- _ACCIONES A REALIZAR_
a: Según el texto sobre la pandemia, ¿en qué se ha convertido la mascarilla?
b: Continúa el texto sobre la pandemia a partir de su última oración.

- _FRAGMENTO DE TEXTO_

▽

Y, de pronto, aparece una nueva pandemia (coronavirus), que, como toda gran catástrofe, hace que surjan miedos atávicos, ancestrales y aparezcan otros. Ante lo desconocido la mente y la concomitante angustia nos llevan a buscar situaciones parecidas y encontrar las soluciones ya sabidas. Estamos ante una paradoja: el enemigo es indudablemente social y lo que provoca es fortalecer la cultura del interés propio (“huye pronto, regresa tarde”) y, por tanto, el individualismo. Pasamos a ser más vulnerables. Al miedo propio de la pandemia se unen las advertencias y los temores que nos transfieren los que están en condiciones de tranquilizarnos y gobernarnos con eficacia y que están empeñados en zurrarse la badana.

Definitivamente, la mascarilla se ha convertido en el símbolo indeleble, absoluto, de la pandemia. En una época de miedo nos tenemos que poner la imprescindible mascarilla, que nos borra la cara, que nos impide reconocer en lo inmediato al otro, cuando “la cara es el espejo del alma”.

Pero no reconocer al enmascarado que se nos acerca nos da miedo. Nos falta el gesto. El gesto, el buen gesto, es lo primero que confirma si el otro viene con buenas o malas intenciones. Solo nos quedan sus ademanes, solo nos quedan sus ojos. Pero nos miramos sin saber si sonreímos o ponemos cara de asco o repulsión ¿Qué hacer? ¡Que nos lean los ojos! Se hace fundamental el lenguaje de ojos. El lenguaje de ojos pasa a un primer plano. Es decir, miramos y nos miran, probablemente con la misma inseguridad y recelo.

Pero por mucho que temamos y queramos prescindir de él, el ser humano cuenta tan solo con el ser humano: le quiere y le aborrece; cree ilusamente y desconfía; le teme y por él da la vida. Somos plenamente dependientes, precarios y frágiles. Necesitamos sus cuidados y estamos hechos para cuidarnos e ignorarnos. Pero en ausencia de contacto con sus homólogos, pierde interés por la vida y muchos de sus irreemplazables deseos e intereses desaparecen; le abandona la razón de vivir.

△

- _DATOS PROPORCIONADOS_

▽

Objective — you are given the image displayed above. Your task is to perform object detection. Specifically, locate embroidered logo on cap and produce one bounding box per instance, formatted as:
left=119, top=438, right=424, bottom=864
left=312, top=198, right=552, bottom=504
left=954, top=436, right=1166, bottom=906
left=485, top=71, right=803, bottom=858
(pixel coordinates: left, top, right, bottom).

△
▽

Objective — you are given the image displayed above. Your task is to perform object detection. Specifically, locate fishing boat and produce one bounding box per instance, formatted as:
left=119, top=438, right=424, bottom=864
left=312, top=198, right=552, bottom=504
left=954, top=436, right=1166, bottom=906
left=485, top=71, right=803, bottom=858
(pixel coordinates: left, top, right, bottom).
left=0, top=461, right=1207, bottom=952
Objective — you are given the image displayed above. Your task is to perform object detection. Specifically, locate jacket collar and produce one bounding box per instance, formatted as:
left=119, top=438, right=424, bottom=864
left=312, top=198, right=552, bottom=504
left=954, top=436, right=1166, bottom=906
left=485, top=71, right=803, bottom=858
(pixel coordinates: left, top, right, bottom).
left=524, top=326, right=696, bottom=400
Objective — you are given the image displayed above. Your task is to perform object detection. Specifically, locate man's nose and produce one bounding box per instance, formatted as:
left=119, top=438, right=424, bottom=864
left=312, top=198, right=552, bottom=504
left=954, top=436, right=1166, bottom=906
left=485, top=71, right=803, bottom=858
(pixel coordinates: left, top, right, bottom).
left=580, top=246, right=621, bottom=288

△

- _RESPUESTAS POR TAREA_
a: En el símbolo indeleble, absoluto, de la pandemia.

b:
Con anterioridad a la pandemia, estábamos viviendo el incesante apogeo de la denominada digitalización (internet…), y que desde el comienzo de la pandemia ha pasado a ser un instrumento esencial, icónico, para acometer todas las dimensiones de la catástrofe. Es difícil encontrar un área, una organización, una institución, en la que pueda ser prescindible. “O te digitalizas o desapareces.” No podemos negar su inestimable importancia y valor, y en una sociedad en la que la soledad y el aislamiento crecen exponencialmente la tecnología es útil, pero como procedimiento vicario.

Mascarillas, coronavirus, digitalización. Pero esto ¿qué es? Somos adaptables. ¿Pero tanto?

Toda relación humana es una mezcla de momentos de unión y convergencia de estados emocionales y momentos de desunión y divergencia, y momentos en los que buscamos reparar dicha diferencia o divergencia. A lo largo de la vida, aprendemos involuntariamente cuál es la distancia física y psíquica idóneas y qué es lo que podemos esperar de nuestro entorno emocional y cómo utilizar al otro para regular nuestras emociones. Nueva paradoja: el que nos protege nos puede infectar. No te puedes fiar del semejante.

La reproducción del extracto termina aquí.